◆ INFORMATION GIVEN
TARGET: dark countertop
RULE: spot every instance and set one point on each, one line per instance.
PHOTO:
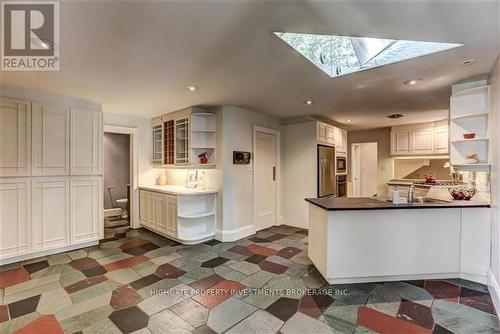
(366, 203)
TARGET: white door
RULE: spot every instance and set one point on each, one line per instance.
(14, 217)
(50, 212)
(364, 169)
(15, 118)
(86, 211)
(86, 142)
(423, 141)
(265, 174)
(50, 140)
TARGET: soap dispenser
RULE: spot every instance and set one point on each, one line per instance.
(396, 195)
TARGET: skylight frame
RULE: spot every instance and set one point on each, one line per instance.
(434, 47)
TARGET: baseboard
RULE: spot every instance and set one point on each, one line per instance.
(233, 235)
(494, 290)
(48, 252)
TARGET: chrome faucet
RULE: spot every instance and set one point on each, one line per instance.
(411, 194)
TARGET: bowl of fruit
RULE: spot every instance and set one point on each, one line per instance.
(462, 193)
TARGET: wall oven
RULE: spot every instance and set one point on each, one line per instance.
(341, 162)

◆ TASK INSTRUCTIONS
Copy all of the entries above again, changing "spot every instance" to "locate each instance" wherever it occurs and keeping everything else the same. Leave out the pictures.

◆ RESPONSE
TARGET: dark countertop
RULE: locate each instance and set one point on each, one line per instance.
PHOTO:
(366, 203)
TARGET: white door
RULE: locate each instance and set one point on each, one line per instance.
(14, 217)
(50, 212)
(364, 169)
(15, 118)
(86, 211)
(86, 142)
(423, 141)
(265, 174)
(50, 140)
TARGET: soap dispenser
RULE: locate each instance and set one point on each, one line per instance.
(396, 195)
TARGET: skylight frame
RULE: locate each instance and set one point on each, one line per instance.
(434, 47)
TARGET: baseboard
RULE: locate each instance and set one point on each, one line per instance.
(233, 235)
(494, 290)
(48, 252)
TARGET: chrome faucet
RULE: locate each instance and set one point on each, one line per instance.
(411, 194)
TARGET: bowl of fruit
RULE: locate each instance and set one point on each, one line per instance.
(462, 193)
TARGET: wall oven
RULE: locate each instance and set one point on each, one line per instance.
(341, 162)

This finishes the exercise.